__SHORT PROBLEM__. Copy out the lines exactly as they appear, starting with the line containing "outline black rubber handle grip" and continuing through the line containing "72), (157, 70)]", including both of those lines.

__ENTRIES__.

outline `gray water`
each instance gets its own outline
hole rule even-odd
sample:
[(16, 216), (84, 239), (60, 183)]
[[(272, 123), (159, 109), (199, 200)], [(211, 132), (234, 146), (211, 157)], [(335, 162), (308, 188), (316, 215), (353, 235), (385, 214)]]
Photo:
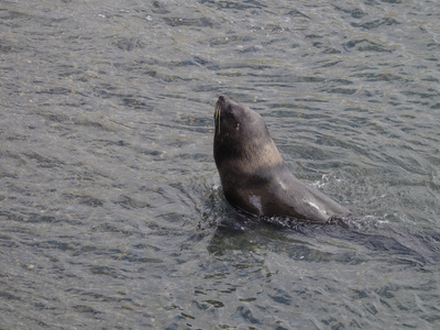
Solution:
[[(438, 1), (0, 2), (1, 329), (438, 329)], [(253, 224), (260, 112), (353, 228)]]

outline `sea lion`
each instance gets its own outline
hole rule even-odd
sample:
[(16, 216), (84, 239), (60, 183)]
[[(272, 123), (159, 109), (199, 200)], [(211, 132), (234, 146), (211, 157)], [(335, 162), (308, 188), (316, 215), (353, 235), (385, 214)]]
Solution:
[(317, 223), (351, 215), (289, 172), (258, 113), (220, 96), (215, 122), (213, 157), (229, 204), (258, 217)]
--
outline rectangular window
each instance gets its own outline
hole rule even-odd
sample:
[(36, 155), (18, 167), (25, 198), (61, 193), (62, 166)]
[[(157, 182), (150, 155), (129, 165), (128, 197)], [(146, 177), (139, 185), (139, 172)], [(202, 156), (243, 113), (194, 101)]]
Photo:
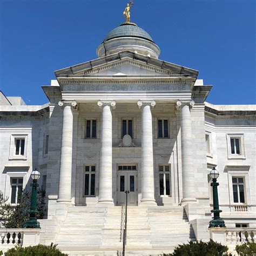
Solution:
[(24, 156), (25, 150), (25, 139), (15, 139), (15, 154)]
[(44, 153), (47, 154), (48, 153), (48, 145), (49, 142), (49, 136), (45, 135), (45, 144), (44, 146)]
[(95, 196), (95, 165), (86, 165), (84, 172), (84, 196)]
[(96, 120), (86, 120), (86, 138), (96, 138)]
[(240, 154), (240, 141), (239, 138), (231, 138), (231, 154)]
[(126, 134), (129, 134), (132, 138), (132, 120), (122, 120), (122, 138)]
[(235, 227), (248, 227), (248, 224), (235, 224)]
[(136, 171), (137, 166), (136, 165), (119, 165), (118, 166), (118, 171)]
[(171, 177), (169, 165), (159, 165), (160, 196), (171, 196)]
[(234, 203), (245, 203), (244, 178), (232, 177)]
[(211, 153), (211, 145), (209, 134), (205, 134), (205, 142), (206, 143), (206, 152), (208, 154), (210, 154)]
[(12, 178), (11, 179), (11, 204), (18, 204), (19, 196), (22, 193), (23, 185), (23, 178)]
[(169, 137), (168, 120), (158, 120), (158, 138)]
---
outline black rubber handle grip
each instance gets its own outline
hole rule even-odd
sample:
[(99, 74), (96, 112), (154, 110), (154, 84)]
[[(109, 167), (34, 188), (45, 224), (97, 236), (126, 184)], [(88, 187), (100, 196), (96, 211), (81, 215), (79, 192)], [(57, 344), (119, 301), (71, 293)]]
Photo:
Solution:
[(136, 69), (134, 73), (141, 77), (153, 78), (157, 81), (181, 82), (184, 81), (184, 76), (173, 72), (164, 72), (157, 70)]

__CORRECT RESPONSE__.
outline black rubber handle grip
each instance gets its own outline
hole rule even-odd
sample:
[(99, 74), (96, 112), (154, 110), (154, 84)]
[[(109, 167), (34, 188), (45, 224), (97, 236), (126, 184)], [(88, 187), (100, 196), (96, 211), (81, 215), (79, 192)], [(57, 344), (119, 301), (71, 293)]]
Photo:
Solution:
[(136, 69), (134, 73), (141, 77), (153, 78), (157, 81), (181, 82), (184, 81), (184, 76), (173, 72), (164, 72), (157, 70)]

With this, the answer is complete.